STATED TASK
Reproduce everything from the line containing "on the carpeted" down to the last of the lines below, with "ceiling fan" swapped for "pendant lamp" and nothing else altered. Give back only that stretch.

TASK DATA
start

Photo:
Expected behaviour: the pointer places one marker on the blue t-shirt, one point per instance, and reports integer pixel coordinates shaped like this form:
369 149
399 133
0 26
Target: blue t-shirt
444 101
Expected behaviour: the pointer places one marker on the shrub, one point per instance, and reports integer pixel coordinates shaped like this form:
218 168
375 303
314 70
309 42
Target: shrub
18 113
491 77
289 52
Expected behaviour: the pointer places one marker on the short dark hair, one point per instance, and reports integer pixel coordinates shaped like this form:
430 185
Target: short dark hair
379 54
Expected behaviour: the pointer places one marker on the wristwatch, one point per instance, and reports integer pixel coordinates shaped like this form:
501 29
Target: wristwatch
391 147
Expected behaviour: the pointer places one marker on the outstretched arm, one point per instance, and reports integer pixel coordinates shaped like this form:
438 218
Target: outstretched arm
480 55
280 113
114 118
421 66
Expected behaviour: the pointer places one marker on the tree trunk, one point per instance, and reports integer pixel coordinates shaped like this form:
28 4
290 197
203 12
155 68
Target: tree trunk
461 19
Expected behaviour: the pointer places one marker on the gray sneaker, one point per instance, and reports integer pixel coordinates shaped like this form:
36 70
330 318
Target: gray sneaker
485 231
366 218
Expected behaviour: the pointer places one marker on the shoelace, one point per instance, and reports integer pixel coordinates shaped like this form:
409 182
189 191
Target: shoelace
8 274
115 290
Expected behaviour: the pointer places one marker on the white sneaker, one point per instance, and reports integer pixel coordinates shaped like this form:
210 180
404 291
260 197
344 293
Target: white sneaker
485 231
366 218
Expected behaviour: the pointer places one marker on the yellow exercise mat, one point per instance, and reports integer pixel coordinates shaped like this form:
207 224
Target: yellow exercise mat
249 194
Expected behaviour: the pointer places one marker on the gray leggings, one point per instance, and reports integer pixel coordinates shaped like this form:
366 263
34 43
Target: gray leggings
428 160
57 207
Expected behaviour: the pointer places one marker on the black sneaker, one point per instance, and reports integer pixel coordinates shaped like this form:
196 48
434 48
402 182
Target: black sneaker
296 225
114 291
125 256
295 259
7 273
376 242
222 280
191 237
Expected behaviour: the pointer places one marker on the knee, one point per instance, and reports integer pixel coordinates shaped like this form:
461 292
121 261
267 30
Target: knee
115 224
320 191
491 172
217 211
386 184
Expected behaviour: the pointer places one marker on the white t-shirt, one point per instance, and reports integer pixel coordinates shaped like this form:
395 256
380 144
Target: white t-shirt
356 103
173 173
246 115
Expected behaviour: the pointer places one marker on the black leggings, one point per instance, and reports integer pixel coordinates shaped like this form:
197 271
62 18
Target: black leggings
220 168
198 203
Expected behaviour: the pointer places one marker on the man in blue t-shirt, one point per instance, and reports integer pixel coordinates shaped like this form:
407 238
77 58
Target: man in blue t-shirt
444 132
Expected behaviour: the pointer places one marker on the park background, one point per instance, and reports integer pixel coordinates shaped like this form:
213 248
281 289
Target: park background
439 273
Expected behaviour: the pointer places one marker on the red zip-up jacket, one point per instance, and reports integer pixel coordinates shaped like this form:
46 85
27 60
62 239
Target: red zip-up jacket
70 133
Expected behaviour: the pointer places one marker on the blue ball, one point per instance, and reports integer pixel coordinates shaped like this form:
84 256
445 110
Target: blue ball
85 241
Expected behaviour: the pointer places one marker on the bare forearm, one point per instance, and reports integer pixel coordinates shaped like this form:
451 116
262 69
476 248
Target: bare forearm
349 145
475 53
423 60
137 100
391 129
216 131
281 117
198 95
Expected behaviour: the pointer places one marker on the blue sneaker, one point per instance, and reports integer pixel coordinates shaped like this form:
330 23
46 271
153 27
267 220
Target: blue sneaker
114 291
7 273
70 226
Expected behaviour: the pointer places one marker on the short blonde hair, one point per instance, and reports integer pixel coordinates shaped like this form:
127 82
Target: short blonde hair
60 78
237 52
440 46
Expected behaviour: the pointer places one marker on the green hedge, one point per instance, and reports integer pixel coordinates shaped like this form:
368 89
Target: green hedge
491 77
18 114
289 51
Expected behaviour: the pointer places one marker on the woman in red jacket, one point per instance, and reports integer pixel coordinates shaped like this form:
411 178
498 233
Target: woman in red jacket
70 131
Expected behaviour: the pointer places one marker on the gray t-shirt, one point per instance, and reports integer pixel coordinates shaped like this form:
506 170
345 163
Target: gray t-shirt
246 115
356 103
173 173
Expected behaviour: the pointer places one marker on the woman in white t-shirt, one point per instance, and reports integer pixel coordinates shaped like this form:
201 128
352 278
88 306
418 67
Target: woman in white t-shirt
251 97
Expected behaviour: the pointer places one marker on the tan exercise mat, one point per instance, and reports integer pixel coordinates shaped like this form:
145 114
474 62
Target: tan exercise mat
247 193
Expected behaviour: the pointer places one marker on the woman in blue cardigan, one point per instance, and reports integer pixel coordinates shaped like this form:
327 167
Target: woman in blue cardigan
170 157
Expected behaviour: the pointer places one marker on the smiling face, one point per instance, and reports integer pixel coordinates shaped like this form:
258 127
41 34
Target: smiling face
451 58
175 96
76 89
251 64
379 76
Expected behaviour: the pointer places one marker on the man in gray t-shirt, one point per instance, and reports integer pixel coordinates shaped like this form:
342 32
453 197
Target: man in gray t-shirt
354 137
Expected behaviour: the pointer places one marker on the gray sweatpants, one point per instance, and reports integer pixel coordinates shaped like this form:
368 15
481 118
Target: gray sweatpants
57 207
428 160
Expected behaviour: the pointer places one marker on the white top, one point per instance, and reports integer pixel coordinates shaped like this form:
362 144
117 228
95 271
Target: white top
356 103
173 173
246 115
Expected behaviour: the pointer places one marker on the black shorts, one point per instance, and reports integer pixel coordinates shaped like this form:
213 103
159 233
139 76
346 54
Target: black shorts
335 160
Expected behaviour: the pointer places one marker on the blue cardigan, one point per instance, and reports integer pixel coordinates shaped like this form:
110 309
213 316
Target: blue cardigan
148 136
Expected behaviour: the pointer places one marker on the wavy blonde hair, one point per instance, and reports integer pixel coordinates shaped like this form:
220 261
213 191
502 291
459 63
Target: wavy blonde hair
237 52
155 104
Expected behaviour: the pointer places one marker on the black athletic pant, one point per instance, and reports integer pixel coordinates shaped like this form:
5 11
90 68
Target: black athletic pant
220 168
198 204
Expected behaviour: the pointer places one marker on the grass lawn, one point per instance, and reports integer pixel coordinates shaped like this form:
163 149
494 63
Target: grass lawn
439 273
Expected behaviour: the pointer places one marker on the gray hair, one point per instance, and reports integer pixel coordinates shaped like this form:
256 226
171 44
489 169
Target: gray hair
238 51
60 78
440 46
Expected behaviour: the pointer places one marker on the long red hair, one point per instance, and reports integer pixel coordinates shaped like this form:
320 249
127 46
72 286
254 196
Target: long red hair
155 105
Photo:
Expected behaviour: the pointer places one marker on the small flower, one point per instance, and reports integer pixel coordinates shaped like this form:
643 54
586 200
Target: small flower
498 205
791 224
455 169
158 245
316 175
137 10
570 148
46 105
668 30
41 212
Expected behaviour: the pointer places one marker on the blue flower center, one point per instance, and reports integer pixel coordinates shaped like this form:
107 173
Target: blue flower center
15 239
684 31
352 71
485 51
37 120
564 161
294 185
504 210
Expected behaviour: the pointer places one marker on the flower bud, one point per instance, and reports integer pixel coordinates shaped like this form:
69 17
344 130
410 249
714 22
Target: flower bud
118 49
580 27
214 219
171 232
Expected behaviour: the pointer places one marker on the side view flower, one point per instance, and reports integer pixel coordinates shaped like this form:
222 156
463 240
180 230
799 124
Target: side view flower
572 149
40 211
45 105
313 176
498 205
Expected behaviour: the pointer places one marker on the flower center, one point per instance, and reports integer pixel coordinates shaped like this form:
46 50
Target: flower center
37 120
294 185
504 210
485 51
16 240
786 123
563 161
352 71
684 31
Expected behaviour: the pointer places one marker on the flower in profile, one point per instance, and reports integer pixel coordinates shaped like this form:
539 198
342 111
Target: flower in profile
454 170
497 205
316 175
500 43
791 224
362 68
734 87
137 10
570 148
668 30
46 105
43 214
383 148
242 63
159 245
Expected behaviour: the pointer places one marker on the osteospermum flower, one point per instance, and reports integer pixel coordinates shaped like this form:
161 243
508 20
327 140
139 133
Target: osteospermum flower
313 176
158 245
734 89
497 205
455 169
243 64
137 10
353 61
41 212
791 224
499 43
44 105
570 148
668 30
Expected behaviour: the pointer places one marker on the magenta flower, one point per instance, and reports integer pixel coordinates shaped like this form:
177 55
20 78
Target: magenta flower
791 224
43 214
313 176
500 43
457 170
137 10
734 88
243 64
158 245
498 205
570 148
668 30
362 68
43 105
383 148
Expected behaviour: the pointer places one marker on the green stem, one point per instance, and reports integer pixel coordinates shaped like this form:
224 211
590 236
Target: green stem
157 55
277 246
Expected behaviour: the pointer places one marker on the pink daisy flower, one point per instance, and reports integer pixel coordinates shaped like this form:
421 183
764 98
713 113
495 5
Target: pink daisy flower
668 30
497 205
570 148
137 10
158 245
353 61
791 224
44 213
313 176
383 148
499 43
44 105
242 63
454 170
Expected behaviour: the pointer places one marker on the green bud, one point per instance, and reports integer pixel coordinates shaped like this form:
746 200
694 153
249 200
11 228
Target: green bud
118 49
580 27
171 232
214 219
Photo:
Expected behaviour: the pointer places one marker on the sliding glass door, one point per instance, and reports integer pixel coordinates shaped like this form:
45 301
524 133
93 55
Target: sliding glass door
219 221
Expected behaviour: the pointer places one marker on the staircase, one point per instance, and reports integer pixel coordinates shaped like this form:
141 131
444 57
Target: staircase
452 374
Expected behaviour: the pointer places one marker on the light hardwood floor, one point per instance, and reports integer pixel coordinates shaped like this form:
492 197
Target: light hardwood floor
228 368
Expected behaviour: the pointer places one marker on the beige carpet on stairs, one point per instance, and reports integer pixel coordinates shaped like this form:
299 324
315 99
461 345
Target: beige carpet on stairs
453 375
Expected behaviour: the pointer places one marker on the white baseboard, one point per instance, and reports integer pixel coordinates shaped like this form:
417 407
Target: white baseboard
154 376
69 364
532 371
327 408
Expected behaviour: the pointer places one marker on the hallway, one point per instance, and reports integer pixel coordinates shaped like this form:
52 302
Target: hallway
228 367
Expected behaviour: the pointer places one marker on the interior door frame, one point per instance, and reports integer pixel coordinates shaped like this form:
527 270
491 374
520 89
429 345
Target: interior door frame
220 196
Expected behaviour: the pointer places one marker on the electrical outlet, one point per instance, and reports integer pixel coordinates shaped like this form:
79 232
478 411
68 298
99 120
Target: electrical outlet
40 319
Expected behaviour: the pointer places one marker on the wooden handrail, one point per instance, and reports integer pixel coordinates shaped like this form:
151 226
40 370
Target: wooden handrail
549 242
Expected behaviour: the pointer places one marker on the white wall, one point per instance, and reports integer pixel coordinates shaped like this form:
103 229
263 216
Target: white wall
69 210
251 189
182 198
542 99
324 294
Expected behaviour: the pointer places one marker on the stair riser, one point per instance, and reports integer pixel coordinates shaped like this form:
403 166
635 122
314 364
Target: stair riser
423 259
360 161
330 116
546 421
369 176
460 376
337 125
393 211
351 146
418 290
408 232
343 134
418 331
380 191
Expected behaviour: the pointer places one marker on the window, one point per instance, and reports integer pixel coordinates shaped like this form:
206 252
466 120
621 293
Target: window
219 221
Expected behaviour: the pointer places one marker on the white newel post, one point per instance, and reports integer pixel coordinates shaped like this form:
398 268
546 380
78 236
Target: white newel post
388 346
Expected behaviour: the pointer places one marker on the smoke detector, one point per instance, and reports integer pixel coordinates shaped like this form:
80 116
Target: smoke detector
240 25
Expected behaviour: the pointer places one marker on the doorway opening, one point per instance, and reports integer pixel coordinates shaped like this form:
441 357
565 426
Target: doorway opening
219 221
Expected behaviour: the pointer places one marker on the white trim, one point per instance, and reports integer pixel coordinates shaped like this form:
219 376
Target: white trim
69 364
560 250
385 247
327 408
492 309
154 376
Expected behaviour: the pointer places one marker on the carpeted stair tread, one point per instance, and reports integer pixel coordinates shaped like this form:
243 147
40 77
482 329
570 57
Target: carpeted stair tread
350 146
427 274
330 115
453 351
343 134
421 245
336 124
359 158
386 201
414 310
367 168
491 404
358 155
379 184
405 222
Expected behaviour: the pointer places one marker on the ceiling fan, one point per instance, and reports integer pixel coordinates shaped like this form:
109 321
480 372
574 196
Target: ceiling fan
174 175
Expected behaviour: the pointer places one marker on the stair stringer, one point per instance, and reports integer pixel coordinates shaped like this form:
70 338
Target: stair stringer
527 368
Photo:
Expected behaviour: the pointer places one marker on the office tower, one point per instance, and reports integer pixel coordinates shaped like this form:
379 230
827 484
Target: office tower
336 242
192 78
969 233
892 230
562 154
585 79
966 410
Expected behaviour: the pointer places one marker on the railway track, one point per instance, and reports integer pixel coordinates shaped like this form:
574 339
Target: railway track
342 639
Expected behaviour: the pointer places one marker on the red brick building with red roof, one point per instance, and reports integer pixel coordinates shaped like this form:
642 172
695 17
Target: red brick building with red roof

end

PROBLEM SOLUTION
Expected behaviour: the pointer places one marker on the carpeted stair tread, one point per instance, and reports integer pixel coordinates shaped like this form:
243 147
40 77
482 329
570 57
Target: carpeted stair tread
350 146
427 274
330 115
453 351
343 134
421 245
336 124
359 158
386 201
414 310
367 168
491 404
358 155
379 184
405 222
Expected behaviour: the pointer places one marker on the pendant lamp, one point per instance, and reports integer pixel coordinates shaped like this form:
109 321
480 372
574 196
Target: pendant lamp
174 175
Expected behaviour: the pointer places one marker on the stair stringer, one point per instance, and reports integer pixel coordinates shaped like this form:
70 338
Target: stair stringer
527 368
Photo:
Expected behaviour: the pointer places one marker on the office tower, one point per instance, and reports integer pixel coordinates shaped like this form:
379 230
827 484
Target: office tower
336 242
192 78
969 233
892 230
562 154
585 79
966 410
Expected behaviour: the pointer places one marker on the railway track, one point per instance, and reports integer pixel coordinates shaped like this form:
574 339
Target: railway track
342 639
Expected behaviour: the pointer places one marker on the red brick building with red roof, one point per instance, and reports integer pixel coordinates shaped like this form:
642 172
695 17
Target: red brick building with red roof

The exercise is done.